§ Exercise directions
Put the entry lines below into a Markdown table with the columns Row and Entry Line, starting with the line that contains "of the metal" and going on through the line that contains "x=602, y=159". Number each row and leave out any blank lines.

(Image point annotation entries)
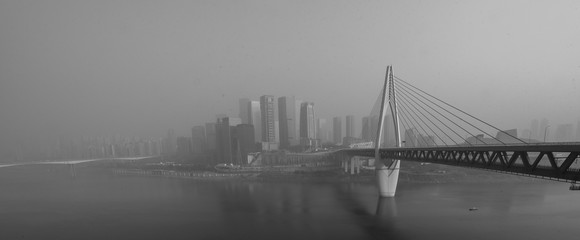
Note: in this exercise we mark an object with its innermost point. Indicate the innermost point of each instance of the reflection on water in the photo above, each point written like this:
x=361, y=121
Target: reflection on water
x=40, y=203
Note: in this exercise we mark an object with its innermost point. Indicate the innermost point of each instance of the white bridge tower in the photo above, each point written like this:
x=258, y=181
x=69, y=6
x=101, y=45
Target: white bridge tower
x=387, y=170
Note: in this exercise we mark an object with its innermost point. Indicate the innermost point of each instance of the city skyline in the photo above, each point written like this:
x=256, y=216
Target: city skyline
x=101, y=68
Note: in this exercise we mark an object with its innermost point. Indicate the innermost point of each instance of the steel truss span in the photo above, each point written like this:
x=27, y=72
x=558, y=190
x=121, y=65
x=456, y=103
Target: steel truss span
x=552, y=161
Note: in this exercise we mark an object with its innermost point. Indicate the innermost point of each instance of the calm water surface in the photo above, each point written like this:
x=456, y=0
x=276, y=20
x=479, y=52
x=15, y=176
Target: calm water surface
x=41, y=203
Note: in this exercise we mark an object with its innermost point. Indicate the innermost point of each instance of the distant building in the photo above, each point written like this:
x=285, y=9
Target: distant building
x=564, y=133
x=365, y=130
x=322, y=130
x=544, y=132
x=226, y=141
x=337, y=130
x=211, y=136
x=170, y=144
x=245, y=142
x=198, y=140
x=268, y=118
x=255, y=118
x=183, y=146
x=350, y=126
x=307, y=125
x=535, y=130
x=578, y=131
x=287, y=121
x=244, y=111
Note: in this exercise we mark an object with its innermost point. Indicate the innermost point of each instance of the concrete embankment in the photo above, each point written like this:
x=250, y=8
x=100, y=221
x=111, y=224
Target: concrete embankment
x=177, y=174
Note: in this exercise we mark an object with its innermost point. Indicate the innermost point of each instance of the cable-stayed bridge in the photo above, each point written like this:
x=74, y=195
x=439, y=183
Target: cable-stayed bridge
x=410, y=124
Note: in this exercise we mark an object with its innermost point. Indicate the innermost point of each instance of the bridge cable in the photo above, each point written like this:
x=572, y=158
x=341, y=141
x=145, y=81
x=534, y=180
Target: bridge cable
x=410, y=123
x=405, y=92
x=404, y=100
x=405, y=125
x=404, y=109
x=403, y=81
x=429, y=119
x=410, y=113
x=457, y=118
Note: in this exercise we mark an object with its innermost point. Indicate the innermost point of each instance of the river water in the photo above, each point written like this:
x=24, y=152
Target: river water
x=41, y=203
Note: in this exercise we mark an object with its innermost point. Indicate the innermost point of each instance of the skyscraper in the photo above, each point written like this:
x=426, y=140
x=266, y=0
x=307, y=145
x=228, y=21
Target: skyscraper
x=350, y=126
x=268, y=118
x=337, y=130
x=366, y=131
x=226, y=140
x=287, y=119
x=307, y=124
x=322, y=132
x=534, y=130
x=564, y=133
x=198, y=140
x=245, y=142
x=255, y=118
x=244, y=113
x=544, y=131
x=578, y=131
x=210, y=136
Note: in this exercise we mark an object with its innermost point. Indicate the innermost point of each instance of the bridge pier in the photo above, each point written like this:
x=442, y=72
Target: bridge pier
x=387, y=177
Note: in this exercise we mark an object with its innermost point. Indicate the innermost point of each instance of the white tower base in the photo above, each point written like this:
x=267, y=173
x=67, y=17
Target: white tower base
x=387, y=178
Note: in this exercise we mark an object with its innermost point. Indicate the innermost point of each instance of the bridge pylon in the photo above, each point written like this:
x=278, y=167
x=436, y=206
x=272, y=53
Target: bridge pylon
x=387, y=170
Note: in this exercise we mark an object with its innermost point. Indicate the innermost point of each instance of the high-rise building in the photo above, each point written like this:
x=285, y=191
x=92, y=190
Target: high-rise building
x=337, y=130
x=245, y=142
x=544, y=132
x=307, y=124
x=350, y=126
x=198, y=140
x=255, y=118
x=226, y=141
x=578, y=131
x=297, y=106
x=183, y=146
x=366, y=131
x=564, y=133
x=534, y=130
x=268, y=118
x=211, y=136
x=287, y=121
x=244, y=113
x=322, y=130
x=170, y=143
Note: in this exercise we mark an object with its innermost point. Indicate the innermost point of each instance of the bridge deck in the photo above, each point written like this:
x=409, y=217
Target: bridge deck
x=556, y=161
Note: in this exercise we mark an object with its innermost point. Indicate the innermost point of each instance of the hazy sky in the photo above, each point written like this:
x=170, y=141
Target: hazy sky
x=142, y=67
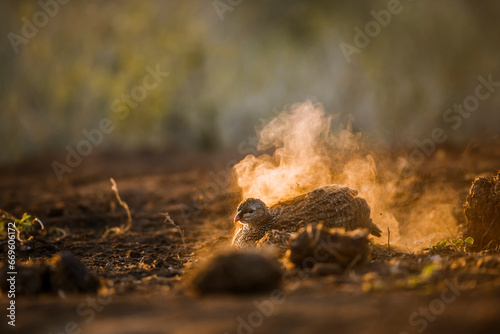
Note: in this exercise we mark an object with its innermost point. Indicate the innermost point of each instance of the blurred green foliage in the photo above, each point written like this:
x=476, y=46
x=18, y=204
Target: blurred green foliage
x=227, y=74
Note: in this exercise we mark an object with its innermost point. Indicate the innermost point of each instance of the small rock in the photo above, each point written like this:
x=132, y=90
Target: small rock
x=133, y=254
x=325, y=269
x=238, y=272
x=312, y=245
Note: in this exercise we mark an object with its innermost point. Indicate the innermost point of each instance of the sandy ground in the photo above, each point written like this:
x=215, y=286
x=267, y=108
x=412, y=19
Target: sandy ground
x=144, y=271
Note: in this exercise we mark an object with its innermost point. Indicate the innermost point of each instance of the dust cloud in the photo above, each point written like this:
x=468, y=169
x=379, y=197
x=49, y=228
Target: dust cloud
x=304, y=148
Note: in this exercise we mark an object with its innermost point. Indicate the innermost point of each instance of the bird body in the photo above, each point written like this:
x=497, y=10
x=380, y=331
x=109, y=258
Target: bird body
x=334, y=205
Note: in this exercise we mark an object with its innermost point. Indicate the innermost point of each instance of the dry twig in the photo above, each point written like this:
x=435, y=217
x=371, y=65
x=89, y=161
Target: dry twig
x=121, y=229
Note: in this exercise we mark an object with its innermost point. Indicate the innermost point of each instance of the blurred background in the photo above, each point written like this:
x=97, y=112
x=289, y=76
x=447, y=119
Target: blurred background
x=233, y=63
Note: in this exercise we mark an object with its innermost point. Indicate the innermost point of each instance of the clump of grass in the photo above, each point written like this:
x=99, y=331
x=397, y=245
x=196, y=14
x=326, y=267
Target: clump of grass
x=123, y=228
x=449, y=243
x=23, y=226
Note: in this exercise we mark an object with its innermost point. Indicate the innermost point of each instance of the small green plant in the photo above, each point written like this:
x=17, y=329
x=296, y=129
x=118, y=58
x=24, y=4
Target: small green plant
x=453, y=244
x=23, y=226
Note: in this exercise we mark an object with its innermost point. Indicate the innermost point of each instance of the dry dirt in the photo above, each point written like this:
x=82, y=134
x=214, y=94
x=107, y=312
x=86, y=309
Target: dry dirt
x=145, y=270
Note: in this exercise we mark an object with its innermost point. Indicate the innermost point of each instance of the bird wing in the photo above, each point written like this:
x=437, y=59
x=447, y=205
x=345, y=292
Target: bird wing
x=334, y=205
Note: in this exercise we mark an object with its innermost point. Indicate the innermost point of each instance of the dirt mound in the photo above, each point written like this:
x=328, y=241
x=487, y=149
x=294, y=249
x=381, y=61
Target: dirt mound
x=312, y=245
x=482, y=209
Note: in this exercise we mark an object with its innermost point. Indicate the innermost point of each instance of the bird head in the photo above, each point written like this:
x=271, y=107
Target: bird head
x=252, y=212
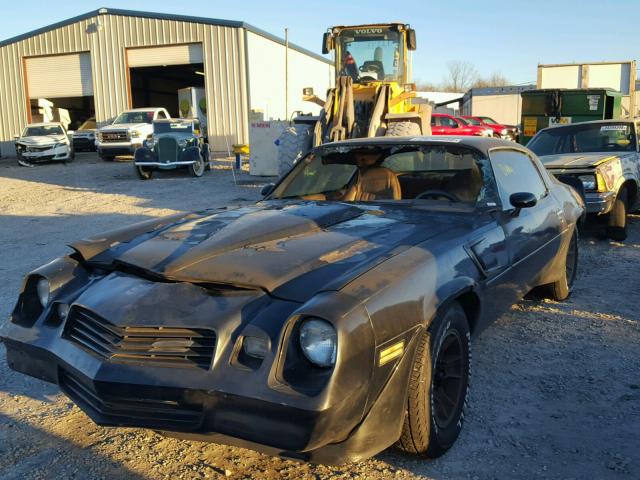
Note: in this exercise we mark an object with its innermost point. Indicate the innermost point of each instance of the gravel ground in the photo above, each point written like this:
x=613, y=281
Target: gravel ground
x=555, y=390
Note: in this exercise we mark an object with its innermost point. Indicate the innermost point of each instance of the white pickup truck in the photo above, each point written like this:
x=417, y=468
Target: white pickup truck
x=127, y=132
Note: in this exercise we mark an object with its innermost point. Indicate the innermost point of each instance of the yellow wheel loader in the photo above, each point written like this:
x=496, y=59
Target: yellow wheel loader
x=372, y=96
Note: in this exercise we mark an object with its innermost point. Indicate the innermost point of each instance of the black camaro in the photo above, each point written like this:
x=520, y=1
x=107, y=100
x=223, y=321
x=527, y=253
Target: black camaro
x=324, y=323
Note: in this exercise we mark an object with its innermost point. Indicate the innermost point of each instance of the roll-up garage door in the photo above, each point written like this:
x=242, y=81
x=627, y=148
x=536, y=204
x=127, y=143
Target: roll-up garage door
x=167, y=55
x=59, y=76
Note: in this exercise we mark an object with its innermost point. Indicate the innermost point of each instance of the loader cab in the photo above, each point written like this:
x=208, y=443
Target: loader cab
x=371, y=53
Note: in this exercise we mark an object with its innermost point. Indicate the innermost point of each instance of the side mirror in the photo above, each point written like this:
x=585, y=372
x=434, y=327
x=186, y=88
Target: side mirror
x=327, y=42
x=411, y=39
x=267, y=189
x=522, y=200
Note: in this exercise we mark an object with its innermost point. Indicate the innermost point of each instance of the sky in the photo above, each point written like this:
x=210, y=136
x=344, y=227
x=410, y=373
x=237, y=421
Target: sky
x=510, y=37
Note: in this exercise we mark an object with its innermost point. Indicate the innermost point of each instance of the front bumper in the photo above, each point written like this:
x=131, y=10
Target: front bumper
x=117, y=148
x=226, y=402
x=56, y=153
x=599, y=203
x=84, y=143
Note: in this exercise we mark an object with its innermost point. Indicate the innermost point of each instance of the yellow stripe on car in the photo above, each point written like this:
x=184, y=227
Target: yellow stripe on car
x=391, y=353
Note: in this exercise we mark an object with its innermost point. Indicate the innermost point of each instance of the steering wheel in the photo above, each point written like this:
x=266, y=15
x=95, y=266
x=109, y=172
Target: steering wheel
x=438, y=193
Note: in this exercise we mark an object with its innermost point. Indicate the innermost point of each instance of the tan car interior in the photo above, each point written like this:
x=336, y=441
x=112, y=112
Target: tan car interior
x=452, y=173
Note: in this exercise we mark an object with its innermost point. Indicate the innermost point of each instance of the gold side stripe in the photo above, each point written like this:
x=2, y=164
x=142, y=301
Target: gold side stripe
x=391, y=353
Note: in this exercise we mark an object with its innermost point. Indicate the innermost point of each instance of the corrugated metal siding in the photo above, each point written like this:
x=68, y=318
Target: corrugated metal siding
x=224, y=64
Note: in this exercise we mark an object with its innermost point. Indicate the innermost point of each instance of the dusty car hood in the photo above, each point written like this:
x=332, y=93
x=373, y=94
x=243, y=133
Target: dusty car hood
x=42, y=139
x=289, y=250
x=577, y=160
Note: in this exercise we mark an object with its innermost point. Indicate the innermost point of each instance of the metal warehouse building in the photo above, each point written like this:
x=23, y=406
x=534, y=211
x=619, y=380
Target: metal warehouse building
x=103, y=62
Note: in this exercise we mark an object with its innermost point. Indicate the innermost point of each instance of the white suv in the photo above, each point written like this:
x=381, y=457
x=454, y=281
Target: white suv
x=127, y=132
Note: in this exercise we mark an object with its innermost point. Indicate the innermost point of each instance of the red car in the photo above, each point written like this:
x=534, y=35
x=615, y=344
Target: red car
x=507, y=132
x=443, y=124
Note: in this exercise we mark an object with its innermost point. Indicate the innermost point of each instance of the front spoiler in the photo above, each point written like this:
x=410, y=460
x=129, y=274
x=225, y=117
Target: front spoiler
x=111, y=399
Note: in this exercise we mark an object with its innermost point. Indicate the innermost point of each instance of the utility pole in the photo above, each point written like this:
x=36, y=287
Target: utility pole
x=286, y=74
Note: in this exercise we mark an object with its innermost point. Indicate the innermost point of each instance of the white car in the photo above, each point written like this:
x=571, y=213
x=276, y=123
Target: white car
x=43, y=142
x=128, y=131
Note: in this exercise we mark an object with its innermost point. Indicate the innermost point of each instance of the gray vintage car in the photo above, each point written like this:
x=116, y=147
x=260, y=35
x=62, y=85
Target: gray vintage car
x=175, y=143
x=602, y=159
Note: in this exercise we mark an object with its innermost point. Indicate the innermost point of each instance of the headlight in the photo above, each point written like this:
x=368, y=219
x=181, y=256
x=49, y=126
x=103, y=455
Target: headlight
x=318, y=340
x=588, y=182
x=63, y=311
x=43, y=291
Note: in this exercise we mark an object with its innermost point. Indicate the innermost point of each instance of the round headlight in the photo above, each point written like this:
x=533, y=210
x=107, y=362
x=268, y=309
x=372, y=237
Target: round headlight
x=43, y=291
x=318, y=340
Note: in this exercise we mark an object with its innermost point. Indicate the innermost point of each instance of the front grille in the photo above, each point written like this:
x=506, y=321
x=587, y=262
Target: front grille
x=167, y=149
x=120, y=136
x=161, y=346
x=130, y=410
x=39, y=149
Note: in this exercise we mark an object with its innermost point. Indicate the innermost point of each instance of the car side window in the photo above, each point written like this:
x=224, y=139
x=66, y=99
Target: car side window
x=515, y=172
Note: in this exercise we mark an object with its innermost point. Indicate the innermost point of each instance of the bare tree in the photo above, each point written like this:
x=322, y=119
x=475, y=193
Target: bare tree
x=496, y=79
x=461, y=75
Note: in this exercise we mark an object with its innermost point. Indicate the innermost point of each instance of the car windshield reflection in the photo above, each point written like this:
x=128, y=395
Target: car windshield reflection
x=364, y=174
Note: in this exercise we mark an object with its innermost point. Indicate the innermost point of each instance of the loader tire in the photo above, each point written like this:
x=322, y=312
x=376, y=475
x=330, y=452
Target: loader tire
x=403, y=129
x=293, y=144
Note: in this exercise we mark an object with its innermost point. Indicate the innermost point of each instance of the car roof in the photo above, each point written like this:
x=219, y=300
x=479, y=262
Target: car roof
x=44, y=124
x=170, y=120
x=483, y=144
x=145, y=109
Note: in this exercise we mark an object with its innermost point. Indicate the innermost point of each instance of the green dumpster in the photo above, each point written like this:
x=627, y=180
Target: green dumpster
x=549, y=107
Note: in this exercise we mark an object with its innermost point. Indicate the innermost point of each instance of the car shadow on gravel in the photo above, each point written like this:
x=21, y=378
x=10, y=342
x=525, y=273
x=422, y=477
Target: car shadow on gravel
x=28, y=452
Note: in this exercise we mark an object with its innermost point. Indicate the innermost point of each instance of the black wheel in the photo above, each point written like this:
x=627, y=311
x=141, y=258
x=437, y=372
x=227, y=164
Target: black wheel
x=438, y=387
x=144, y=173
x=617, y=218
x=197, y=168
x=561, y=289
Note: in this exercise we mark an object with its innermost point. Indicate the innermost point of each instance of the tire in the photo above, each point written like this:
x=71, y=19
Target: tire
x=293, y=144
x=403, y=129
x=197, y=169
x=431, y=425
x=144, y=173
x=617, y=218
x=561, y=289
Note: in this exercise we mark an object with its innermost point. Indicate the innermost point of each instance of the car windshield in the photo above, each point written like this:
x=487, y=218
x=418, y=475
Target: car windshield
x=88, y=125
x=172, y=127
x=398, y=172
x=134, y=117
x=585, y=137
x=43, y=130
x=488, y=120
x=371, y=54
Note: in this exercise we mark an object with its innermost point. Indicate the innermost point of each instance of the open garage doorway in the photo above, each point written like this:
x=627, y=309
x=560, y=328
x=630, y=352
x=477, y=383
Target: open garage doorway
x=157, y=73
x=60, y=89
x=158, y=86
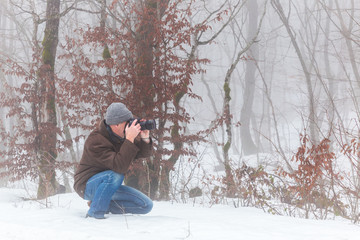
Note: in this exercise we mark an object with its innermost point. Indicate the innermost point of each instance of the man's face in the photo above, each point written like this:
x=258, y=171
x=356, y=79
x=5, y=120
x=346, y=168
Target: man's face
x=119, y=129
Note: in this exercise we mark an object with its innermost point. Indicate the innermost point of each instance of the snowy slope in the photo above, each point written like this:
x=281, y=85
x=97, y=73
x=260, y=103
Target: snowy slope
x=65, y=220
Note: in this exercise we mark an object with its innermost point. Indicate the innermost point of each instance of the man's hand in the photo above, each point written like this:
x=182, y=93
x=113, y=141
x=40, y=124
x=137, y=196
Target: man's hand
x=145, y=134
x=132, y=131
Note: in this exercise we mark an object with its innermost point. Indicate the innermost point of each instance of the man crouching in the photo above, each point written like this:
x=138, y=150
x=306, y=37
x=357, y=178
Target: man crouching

§ Solution below
| Row | Entry Line |
|---|---|
| 1 | Note: in this exercise we mark an object with its innermost point. Indicate the innermost point of each instance of the metal warehouse building in the photo above, each point written like this: |
| 2 | x=23, y=406 |
| 3 | x=534, y=211 |
| 4 | x=619, y=380 |
| 5 | Target: metal warehouse building |
| 6 | x=103, y=62 |
| 7 | Note: in this exercise we mark an object with its innermost point. Indicate the innermost point of each instance of the white suv in the photo above, each point written like this: |
| 8 | x=381, y=457 |
| 9 | x=454, y=281 |
| 10 | Target: white suv |
| 11 | x=127, y=132 |
| 12 | Note: in this exercise we mark an object with its innermost point. Indicate the innermost point of each instance of the red car in the photo above, each point written like this: |
| 13 | x=534, y=35 |
| 14 | x=615, y=344 |
| 15 | Target: red car |
| 16 | x=507, y=132 |
| 17 | x=443, y=124 |
| 18 | Note: in this exercise we mark an object with its innermost point. Indicate the innermost point of each instance of the front spoiler in the photo above, each point written like this: |
| 19 | x=410, y=460 |
| 20 | x=129, y=274 |
| 21 | x=225, y=117 |
| 22 | Target: front spoiler |
| 23 | x=111, y=399 |
| 24 | Note: in this exercise we mark an object with its innermost point. Indicate the innermost point of each instance of the utility pole in the photo above, each point written like this: |
| 25 | x=36, y=287 |
| 26 | Target: utility pole |
| 27 | x=286, y=74 |
| 28 | Note: in this exercise we mark an object with its innermost point. Indicate the innermost point of each instance of the white car in the photo above, each point written like this: |
| 29 | x=571, y=213 |
| 30 | x=276, y=123 |
| 31 | Target: white car |
| 32 | x=43, y=142 |
| 33 | x=128, y=131 |
| 34 | Note: in this exercise we mark an object with its innermost point. Indicate the innermost point of each instance of the gray vintage car in the photo above, each point written like this: |
| 35 | x=116, y=147 |
| 36 | x=260, y=35 |
| 37 | x=62, y=85 |
| 38 | Target: gray vintage car |
| 39 | x=175, y=143 |
| 40 | x=602, y=159 |